Il prit part aux principales batailles de la guerre de la Triple Alliance sous le commandement de Manuel Luís Osório et de Joaquim de Andrade Neves. Il se distingua dans la bataille de Tuyutí, lors de laquelle il fut blessé. Il gravit rapidement les échelons de la hiérarchie, finissant la guerre avec le grade de capitaine, qui lui fut conféré en considération de ses actes de bravoure. En 1873, il se vit décerner la médaille générale du mérite militaire, et en 1875 le titre de chevalier de l’Ordre impérial de la Rose.
Élevé au grade de brigadier en 1890, il devint ensuite commandant d’armes dans son État d’origine, le Rio Grande do Sul. Cette même année, à la suite de la démission de Francisco da Silva Tavares au gouvernorat de cet État, il échut à Bittencourt d’assumer l’intérim et d’exercer pendant 10 jours la fonction de gouverneur suppléant. Promu maréchal en 1895, il fut nommé deux ans plus tard, en 1897, c'est-à-dire en des temps particulièrement perturbés de la vie du pays, ministre de la Guerre dans le gouvernement du président Prudente de Morais.

○ ○ ○ ○

▶ [EXERCICE PROPOSÉ A]
Présente chaque ligne des enregistrements comme une chaîne d'une liste JSON, sans les lignes vides et sans les images.
Les enregistrements qui suivent n'ont aucun lien avec le texte.

○ ○ ○ ○

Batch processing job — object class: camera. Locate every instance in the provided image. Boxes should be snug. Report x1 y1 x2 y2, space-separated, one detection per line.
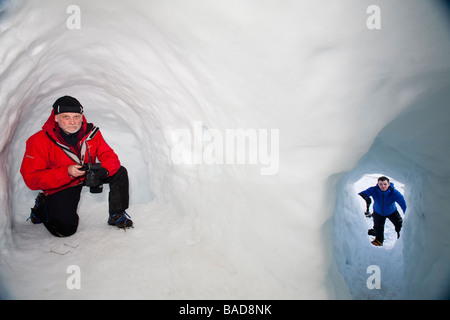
80 163 103 193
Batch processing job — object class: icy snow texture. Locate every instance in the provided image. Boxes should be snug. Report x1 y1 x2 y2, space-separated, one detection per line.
0 0 450 299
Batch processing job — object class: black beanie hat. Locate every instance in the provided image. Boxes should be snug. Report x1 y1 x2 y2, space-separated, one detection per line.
53 96 83 115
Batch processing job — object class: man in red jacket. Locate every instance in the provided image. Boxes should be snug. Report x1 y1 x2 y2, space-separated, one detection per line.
20 96 133 237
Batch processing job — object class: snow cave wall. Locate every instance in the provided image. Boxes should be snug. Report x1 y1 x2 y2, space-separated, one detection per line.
0 0 450 298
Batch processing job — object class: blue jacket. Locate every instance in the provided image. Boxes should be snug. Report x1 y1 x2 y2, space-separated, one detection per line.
359 182 406 216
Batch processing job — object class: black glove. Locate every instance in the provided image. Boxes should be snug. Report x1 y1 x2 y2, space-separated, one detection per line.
85 163 109 187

○ ○ ○ ○

▶ [EXERCICE PROPOSÉ B]
Recopie le passage du texte qui commence à « Il prit part » et se termine à « de la Rose. », en substituant « lieutenant » à « capitaine ».

▶ [RÉPONSE RÉDIGÉE A]
[
  "Batch processing job — object class: camera. Locate every instance in the provided image. Boxes should be snug. Report x1 y1 x2 y2, space-separated, one detection per line.",
  "80 163 103 193",
  "Batch processing job — object class: icy snow texture. Locate every instance in the provided image. Boxes should be snug. Report x1 y1 x2 y2, space-separated, one detection per line.",
  "0 0 450 299",
  "Batch processing job — object class: black beanie hat. Locate every instance in the provided image. Boxes should be snug. Report x1 y1 x2 y2, space-separated, one detection per line.",
  "53 96 83 115",
  "Batch processing job — object class: man in red jacket. Locate every instance in the provided image. Boxes should be snug. Report x1 y1 x2 y2, space-separated, one detection per line.",
  "20 96 133 237",
  "Batch processing job — object class: snow cave wall. Locate every instance in the provided image. Boxes should be snug. Report x1 y1 x2 y2, space-separated, one detection per line.",
  "0 0 450 298",
  "Batch processing job — object class: blue jacket. Locate every instance in the provided image. Boxes should be snug. Report x1 y1 x2 y2, space-separated, one detection per line.",
  "359 182 406 216",
  "Batch processing job — object class: black glove. Locate every instance in the provided image. Boxes should be snug. Report x1 y1 x2 y2, space-separated, one detection per line.",
  "85 163 109 187"
]

▶ [RÉPONSE RÉDIGÉE B]
Il prit part aux principales batailles de la guerre de la Triple Alliance sous le commandement de Manuel Luís Osório et de Joaquim de Andrade Neves. Il se distingua dans la bataille de Tuyutí, lors de laquelle il fut blessé. Il gravit rapidement les échelons de la hiérarchie, finissant la guerre avec le grade de lieutenant, qui lui fut conféré en considération de ses actes de bravoure. En 1873, il se vit décerner la médaille générale du mérite militaire, et en 1875 le titre de chevalier de l’Ordre impérial de la Rose.